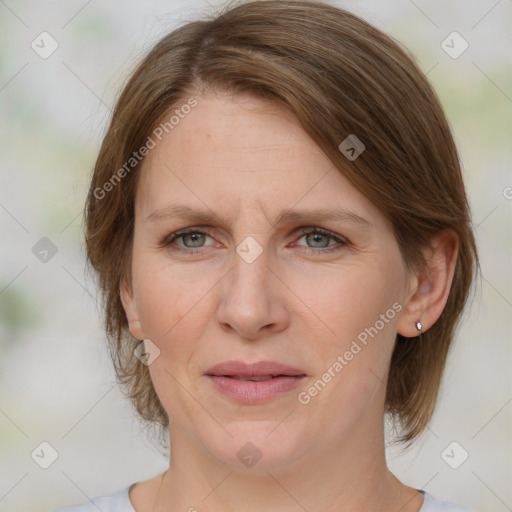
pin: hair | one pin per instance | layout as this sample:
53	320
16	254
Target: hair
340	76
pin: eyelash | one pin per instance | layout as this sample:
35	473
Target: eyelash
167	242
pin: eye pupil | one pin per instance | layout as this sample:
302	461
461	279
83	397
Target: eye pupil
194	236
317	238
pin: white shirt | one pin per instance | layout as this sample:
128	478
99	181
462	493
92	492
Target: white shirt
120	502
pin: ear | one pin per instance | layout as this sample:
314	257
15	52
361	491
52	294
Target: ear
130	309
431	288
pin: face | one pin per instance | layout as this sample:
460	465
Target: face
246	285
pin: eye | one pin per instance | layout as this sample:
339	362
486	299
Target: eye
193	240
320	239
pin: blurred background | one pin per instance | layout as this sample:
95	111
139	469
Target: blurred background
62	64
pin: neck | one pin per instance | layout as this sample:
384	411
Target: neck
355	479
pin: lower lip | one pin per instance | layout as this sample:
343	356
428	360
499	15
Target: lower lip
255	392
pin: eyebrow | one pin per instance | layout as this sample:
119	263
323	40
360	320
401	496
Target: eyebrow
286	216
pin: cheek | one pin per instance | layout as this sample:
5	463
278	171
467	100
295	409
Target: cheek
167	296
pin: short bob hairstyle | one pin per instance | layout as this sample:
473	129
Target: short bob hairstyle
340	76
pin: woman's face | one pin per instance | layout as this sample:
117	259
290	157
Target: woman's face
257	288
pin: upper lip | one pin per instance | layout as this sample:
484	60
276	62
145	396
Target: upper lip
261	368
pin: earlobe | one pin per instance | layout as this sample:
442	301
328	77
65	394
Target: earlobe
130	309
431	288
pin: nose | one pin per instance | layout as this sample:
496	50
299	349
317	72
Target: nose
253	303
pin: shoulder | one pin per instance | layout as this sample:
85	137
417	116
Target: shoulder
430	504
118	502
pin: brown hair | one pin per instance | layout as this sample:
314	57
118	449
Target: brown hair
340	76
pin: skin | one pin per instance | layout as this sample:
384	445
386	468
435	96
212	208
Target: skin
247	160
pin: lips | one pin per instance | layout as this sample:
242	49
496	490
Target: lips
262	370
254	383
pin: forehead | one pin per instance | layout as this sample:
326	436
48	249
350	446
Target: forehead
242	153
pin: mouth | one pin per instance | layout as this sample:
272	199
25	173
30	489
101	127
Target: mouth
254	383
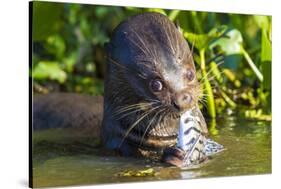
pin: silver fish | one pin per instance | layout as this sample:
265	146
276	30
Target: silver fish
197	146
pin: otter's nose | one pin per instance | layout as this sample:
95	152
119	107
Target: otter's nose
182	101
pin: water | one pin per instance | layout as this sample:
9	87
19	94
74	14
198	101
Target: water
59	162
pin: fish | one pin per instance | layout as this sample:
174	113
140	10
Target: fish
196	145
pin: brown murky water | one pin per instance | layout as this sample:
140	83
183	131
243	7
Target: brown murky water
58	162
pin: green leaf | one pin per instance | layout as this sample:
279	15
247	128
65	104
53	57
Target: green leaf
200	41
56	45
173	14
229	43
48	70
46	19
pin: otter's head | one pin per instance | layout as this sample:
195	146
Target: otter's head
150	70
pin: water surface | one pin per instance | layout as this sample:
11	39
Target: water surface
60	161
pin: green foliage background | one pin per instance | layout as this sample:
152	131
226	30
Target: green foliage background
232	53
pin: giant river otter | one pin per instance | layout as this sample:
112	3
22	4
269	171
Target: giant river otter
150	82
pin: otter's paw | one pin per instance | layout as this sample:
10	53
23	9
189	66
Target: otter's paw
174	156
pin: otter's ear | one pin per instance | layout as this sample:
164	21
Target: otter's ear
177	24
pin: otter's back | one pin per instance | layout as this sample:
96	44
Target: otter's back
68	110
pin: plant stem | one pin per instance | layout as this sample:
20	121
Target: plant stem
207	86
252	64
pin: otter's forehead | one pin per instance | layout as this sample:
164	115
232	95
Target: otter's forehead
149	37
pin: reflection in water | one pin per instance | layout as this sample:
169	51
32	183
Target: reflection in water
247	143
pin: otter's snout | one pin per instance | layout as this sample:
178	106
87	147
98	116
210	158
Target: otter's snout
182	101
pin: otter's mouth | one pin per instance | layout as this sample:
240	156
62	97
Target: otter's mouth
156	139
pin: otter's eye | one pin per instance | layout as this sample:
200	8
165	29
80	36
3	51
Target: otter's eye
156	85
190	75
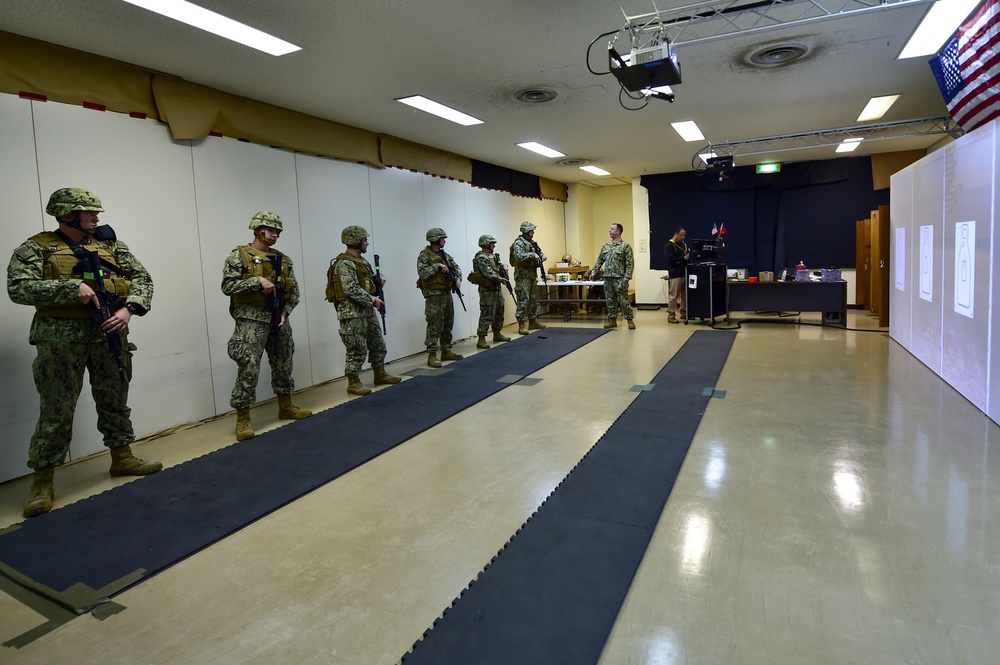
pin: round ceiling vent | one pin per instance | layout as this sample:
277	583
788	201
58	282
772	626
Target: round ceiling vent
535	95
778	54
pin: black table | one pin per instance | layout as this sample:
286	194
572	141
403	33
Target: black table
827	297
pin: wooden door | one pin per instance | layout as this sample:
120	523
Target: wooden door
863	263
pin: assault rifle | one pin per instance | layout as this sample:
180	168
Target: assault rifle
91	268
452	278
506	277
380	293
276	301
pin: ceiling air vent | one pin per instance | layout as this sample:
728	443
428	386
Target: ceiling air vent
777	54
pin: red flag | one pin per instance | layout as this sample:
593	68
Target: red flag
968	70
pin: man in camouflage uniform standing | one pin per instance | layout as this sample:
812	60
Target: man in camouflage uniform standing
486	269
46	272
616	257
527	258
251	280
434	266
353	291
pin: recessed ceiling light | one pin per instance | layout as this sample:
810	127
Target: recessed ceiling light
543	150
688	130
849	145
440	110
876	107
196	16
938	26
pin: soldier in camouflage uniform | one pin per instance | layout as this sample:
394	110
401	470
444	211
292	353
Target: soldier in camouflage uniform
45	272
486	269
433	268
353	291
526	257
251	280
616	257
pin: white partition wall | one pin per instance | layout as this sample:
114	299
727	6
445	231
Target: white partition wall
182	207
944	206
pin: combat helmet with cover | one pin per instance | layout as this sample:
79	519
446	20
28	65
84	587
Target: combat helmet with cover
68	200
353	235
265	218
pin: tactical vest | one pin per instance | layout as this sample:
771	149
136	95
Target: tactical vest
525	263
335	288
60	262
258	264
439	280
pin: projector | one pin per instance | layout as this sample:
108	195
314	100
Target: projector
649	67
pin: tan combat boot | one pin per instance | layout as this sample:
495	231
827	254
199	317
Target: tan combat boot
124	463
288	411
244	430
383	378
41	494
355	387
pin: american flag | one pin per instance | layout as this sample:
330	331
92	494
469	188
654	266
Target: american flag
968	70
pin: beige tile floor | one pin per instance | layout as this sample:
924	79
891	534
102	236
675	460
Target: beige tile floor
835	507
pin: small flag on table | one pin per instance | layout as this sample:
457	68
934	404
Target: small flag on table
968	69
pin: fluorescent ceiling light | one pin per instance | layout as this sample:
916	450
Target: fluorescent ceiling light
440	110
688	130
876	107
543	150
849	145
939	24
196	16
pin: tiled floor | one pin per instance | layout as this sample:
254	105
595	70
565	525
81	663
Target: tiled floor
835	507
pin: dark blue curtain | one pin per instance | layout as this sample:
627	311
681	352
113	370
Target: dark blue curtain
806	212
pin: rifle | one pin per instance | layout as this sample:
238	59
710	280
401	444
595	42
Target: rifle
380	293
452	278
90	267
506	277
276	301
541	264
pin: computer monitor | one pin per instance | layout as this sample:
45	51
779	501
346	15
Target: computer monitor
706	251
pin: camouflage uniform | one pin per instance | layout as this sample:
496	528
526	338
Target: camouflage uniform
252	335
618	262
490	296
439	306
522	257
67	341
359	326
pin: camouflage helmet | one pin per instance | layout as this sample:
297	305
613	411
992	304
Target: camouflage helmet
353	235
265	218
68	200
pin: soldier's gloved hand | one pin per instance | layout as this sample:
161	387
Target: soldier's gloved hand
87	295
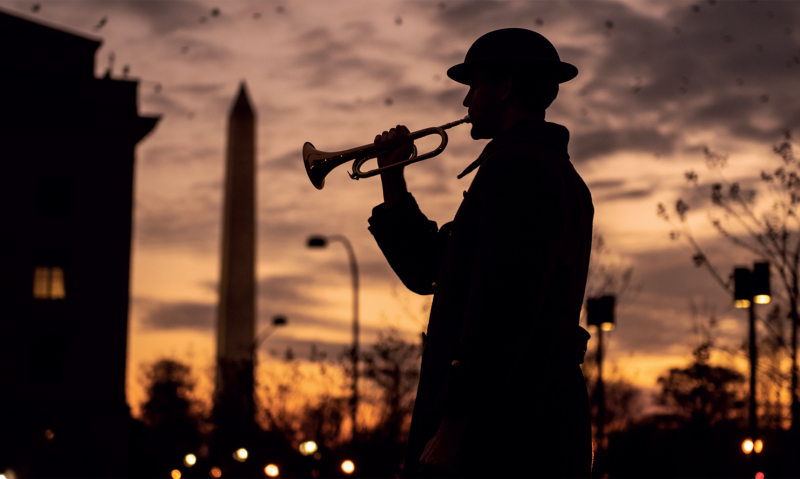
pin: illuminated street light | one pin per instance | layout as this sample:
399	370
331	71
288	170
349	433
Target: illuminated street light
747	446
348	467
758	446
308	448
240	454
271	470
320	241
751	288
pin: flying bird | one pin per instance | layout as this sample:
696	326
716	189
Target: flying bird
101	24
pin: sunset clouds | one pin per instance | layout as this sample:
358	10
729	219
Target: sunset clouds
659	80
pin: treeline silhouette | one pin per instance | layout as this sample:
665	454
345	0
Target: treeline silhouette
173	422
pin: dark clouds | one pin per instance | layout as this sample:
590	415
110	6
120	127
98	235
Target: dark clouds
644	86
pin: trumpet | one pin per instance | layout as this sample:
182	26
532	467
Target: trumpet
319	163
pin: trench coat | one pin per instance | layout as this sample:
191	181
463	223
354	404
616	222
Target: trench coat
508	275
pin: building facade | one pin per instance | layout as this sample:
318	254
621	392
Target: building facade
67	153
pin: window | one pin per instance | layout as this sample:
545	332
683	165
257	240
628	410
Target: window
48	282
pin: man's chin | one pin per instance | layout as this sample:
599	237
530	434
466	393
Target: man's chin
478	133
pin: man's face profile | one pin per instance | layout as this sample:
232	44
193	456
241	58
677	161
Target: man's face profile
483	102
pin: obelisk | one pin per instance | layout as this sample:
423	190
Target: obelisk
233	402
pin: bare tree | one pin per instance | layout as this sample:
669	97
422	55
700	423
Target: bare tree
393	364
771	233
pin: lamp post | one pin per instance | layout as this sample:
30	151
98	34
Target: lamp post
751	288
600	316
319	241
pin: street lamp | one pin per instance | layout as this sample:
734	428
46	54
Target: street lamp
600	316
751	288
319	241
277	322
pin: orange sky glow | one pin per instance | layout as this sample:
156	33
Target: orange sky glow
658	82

▸ **Problem details**
From the line holding "Target: trench coat" to the last line of the entries above, restate each line exactly; include both ends and omit everything else.

▸ **Answer box**
Target: trench coat
508	275
pin: building facade | one pin per instance | layout as this sample:
318	254
621	392
Target: building facade
67	153
pin: window | one pin per instance | layout as this sample:
545	332
683	165
257	240
628	410
Target: window
48	282
pin: man's chin | one pin per instance | layout as this sample:
599	237
530	434
466	393
Target: man's chin
478	133
pin: man's face profile | one pin per instance | layout as this sample:
232	44
193	456
241	58
677	161
Target: man's face profile
483	102
pin: obelisk | one pin per instance | layout as this sample:
423	190
Target: obelisk
233	402
pin: bare tree | one pin per instance | layout as this sample:
669	97
422	55
700	423
Target: bare tree
393	364
771	233
pin: lamp post | one pin per instance | layout as this sample:
30	151
98	34
Target: lamp post
751	288
600	316
319	241
pin: street lamp | one pin per instance | layout as this sample:
734	428
46	54
Target: street lamp
600	316
751	288
319	241
277	322
pin: orange sky glow | one pin per instance | layout as this sample:
156	33
Target: orange sky glow
658	82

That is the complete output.